• SET PROBLEM
Present every line of the data below as a Markdown table with a "No." column for the row number and a "Line" column for the line itself, skipping any blank lines.

++++ MATERIAL SUPPLIED

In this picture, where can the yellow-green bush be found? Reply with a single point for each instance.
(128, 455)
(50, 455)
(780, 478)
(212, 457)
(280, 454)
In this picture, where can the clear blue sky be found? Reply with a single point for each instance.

++++++++

• RIGHT ANSWER
| No. | Line |
|---|---|
| 1 | In this picture, where can the yellow-green bush be found? Reply with a single point for each instance. |
| 2 | (128, 455) |
| 3 | (50, 455) |
| 4 | (780, 478) |
| 5 | (212, 457) |
| 6 | (280, 454) |
| 7 | In this picture, where can the clear blue sky be found? Reply with a single point for each instance. |